» Provided text:
Heavy snow continued to fall in Harford County Tuesday night as the temperature dipped into the teens.
While forecasters had predicted a subzero wind chill, the air was still near downtown Bel Air.
North Hickory Avenue was quiet, except for the occasional car, pickup truck or snowplow.
The backup horn of a snowplow could also be heard - a bright yellow Town of Bel Air pickup with a blade attached to the front was being used to clear the parking lot between Town Hall and the Bel Air branch of the Harford County Public Library on North Hickory.
The snow had been falling since around 8:30 a.m. Tuesday. Harford County remains under a winter storm warning until 11 p.m. Tuesday, and a wind chill advisory through noon Wednesday, according to the National Weather Service.
As much as 10 inches was predicted to fall on northern Harford County and up to 8 inches on southern Harford, according to the Department of Emergency Services.
No one was out walking on North Hickory – the cold began to bite if one stood in one spot for even a few minutes, and large mounds of snow continued to grow under the steady patter of the white stuff.
Harford County Public Schools were scheduled to be closed for students, faculty and staff Monday in observance of Dr. Martin Luther King Jr. Day. They were also scheduled to be closed Tuesday and Wednesday for students, but open for professional development for faculty and staff. Snow canceled the two professional development days, giving students, faculty and staff a five-day weekend. It was announced Tuesday that schools would be operating on Code Green, meaning only essential staff should report for work Wednesday. They must wait for instructions from their supervisors before coming to work, according to the HCPS website.
Cecil County Public Schools are closed for students and 10-month staff Wednesday because of the inclement weather.
The school system offices will open at 10 a.m.
Harford Community College is scheduled to open at noon Wednesday, according to the college website; students should contact their instructors for information about their final exams.
Harford County government offices will open at 10 a.m. Wednesday and liberal leave will be available for employees.
County senior centers will be closed. Parks and recreation activities that take place on school property are typically canceled when schools close because of the weather.
Regarding activities in parks and recreation facilities, participants should listen to local radio stations such as WAMD or WBAL, or contact their program administrator, according to the county website.
Announcements regarding Harford County Transit schedules will also be broadcast on those stations, or riders can call 410-612-1621 or 410-838-2562 for more information between 6 a.m. and 6:30 p.m.
Aberdeen Proving Ground will open two hours late Wednesday for non-essential employees.
Driving conditions were slick all around the county as the snow continued to throughout the day.
Forty vehicle accidents had been reported since midnight Monday, Rich Gardiner and Jennifer Chenworth-Price of the Harford County Volunteer Fire & EMS Association noted on their PIO Media Facebook page Tuesday night.
"Stay safe, stay off the roads," their statement read. "There is probably nothing that important to do right now to risk your safety and that of others."
Earlier in the day, Alexis Griffin, of Bel Air, who visited the Klein's ShopRite supermarket on North Main Street to get supplies "before we get snowed in" on Tuesday afternoon, described driving conditions as unfavorable.

» Dataset:

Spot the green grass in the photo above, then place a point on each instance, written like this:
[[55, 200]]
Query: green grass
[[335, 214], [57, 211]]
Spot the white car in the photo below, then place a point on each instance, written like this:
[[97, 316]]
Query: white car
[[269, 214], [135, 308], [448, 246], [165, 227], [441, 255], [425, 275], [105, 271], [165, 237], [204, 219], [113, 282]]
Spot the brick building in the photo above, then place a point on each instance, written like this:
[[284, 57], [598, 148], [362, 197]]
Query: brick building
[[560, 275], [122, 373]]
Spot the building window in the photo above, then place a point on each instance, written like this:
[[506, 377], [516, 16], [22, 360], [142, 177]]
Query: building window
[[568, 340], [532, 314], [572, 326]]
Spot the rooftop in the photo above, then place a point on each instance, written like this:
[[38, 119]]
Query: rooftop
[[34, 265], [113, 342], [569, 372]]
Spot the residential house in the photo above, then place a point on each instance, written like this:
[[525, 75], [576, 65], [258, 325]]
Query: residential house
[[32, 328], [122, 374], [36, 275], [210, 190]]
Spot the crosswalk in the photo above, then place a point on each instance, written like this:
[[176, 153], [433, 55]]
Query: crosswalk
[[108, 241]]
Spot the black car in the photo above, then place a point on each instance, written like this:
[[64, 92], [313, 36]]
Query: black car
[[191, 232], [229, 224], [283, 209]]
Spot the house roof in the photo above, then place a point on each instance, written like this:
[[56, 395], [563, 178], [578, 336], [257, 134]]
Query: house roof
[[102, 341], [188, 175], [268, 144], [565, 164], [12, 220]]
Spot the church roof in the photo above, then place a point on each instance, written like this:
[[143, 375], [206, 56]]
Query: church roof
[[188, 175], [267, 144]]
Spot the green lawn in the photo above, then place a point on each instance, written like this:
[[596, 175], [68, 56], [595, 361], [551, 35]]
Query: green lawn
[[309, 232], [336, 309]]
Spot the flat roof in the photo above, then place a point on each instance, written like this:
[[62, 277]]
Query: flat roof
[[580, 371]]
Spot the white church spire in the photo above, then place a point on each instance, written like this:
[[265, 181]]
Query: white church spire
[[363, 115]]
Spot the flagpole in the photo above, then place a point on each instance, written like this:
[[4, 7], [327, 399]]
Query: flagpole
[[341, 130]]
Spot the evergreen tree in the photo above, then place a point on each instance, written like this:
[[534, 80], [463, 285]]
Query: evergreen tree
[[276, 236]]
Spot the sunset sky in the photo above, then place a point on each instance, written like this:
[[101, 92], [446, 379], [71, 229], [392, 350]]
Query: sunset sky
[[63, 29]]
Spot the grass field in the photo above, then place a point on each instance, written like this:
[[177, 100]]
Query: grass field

» Tasks:
a: Rewrite the entries from the line containing "Spot the residential" down to the line containing "[[32, 328], [122, 374], [36, 275], [210, 190]]", changing "residential house" to "single-family home" and keeping everything else the same.
b: Carry on the article about the Harford County snowstorm from the point where it ends.

» Results for each task:
a:
Spot the single-family home in the photo above, then place a point on each instance, written like this:
[[525, 75], [576, 65], [258, 325]]
Query: single-family home
[[32, 328], [122, 374], [36, 275], [210, 190]]

b:
"[It's] pretty bad so far," she said. "The roads are pretty covered. It is very slippery."
A number of accidents were reported around the county Tuesday, though none was serious, area police said. Monitored emergency radio dispatches indicated the majority of the accidents involved vehicles running off the slick roads, which in turn caused traffic backups.
County emergency officials had been warning people not to drive since Monday night. In Bel Air and other commercial centers around the county, many businesses closed early, as did government offices.
High temperatures in Bel Air were expected to be only 27 degrees, with a wind chill of 11 degrees, according to http://www.weather.gov, with the snow continuing Tuesday night and into early Wednesday morning.
"The Harford area is looking at 4 to 8 inches of snow with 8 to 10 inches being the worst case scenario," National Weather Service meteorologist Ken Widelski said Monday evening.
'Neither rain, nor snow...'
By Tuesday afternoon, conditions continued to worsen as the pace of snowfall quickened. In addition to being pelted with snow, anyone who went outside was hit with numbing cold and a driving wind.
The weather did not faze veteran mail carrier Dennis Schultz, who has been with the U.S. Postal Service for 40 years.
As the wind blew fine white clouds of snow, Schultz made his rounds at the businesses along Bel Air's Main Street.
"To be honest with you, it's been a fairly easy day because most places are closed," he said.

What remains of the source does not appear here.